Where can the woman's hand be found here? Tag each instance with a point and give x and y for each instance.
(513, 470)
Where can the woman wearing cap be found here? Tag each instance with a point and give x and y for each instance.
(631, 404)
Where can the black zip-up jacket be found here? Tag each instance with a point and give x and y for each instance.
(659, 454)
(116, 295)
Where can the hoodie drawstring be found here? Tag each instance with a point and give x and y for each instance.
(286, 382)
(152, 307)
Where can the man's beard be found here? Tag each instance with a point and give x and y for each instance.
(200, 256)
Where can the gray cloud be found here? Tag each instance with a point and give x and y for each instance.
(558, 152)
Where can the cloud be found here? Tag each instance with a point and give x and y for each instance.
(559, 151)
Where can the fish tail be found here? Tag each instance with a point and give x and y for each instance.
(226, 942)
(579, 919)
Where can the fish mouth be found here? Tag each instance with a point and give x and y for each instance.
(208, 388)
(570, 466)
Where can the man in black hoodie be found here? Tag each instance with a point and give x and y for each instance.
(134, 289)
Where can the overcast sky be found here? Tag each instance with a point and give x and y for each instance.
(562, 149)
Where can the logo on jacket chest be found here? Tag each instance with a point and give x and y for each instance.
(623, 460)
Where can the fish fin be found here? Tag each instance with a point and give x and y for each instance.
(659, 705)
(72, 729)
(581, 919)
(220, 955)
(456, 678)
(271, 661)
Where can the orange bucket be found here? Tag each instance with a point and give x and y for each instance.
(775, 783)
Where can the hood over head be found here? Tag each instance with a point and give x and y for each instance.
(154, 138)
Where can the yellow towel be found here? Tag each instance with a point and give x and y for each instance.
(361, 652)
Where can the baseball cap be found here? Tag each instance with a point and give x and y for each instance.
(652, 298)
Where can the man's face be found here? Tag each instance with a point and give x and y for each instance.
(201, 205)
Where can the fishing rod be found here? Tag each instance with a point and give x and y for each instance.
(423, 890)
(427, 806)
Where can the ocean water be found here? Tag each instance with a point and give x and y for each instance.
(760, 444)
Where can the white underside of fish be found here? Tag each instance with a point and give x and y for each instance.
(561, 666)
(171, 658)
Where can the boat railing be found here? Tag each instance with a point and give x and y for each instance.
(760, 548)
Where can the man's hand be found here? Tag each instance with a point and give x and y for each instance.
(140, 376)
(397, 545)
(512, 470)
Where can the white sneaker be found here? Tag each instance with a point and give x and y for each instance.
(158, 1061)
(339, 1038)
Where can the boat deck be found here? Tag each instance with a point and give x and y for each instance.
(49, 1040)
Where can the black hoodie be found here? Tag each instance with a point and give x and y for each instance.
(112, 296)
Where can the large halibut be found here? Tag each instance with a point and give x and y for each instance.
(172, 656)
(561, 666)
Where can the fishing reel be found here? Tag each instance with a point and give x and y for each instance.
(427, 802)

------------------------------------------------

■ Do this ■
Set down the entries verbatim, leaving none out.

■ Exercise answer ■
Where can the woman's hand be found here? Tag each instance with a point and give x and y for each instance.
(513, 470)
Where can the woman wearing cap be found here? Tag each instance with a point and give x and y for each instance.
(631, 404)
Where can the black zip-up jacket be found here? Tag each instance with a point and give x and y for each instance.
(659, 454)
(116, 295)
Where can the hoodie drawstring be found here? Tag each instance with a point and give x and y for each instance.
(286, 382)
(152, 307)
Where can the man's beard be found here? Tag each instance with a point and give x and y for each instance.
(200, 256)
Where can the gray cloud be found here? Tag each instance with a point and give x and y for each instance.
(558, 152)
Where can the cloud be found here? Tag each instance with a point and give x and y for each instance.
(559, 151)
Where can the fish tail be found here? Tag each instance with a point and give x and y for each instance.
(226, 942)
(579, 919)
Where can the fish mouth be found here? Tag each instance with a point and give x and y for each instance.
(208, 388)
(570, 466)
Where can the man in black hoodie be found here? Tag each instance with a point and give x and y for each instance.
(134, 289)
Where can the overcast sky be found here? Tag each instance with a point and give x and y for each instance.
(562, 149)
Where can the logo on jacket chest be found here? Tag each instance with a point and give x and y for each instance.
(623, 460)
Where can the fish fin be found here? Tag each instance with a point and give x and y for each instance.
(659, 705)
(72, 729)
(581, 919)
(220, 955)
(456, 678)
(271, 661)
Where can the orange bucket be found here? Tag each instance with a point and give x and y for each instance.
(775, 783)
Where can the hood over head be found here? Tag each instance with a point and give x and y for each instance.
(154, 138)
Where can the yellow towel be found here? Tag each instance with a point and give x and y for each instance.
(361, 652)
Where can the baseball cap be found here? Tag each instance with a point and give x and y for each instance.
(652, 298)
Where can the man's face be found here? Tag each instance with a point and give x and y for each instance.
(201, 205)
Where can the fishing rod be found here? Tag each instance with a point and give x and y for each instance.
(423, 890)
(427, 806)
Where can the ocean water be found here? Tag each instance with a point and give x and y for each instance.
(760, 444)
Where can the white underside of fish be found here? Tag each instance with a point and give x and y for each instance.
(561, 666)
(171, 658)
Where can the boat railing be found here? Tag each instance with a point and give x and y for each instance.
(760, 548)
Where can the man's hand be found here? Tag each instance with a point and give x and y for each instance.
(140, 376)
(397, 545)
(512, 470)
Where can the white sneaker be found here? Tag each instance with a point and give x and y for each instance.
(158, 1061)
(339, 1038)
Where can the boat deck be found here? Tag each instance with a point and give x and y for each instance.
(49, 1040)
Where can the black hoodie be found here? Tag each instance with a point and give x and y for each instance.
(112, 296)
Where can the large halibut be found here? Tag each instance with a point and give x and y for each instance.
(172, 656)
(561, 666)
Where can the fishing reel be found here? Tag each instance with a point and give x and y for each instance.
(427, 802)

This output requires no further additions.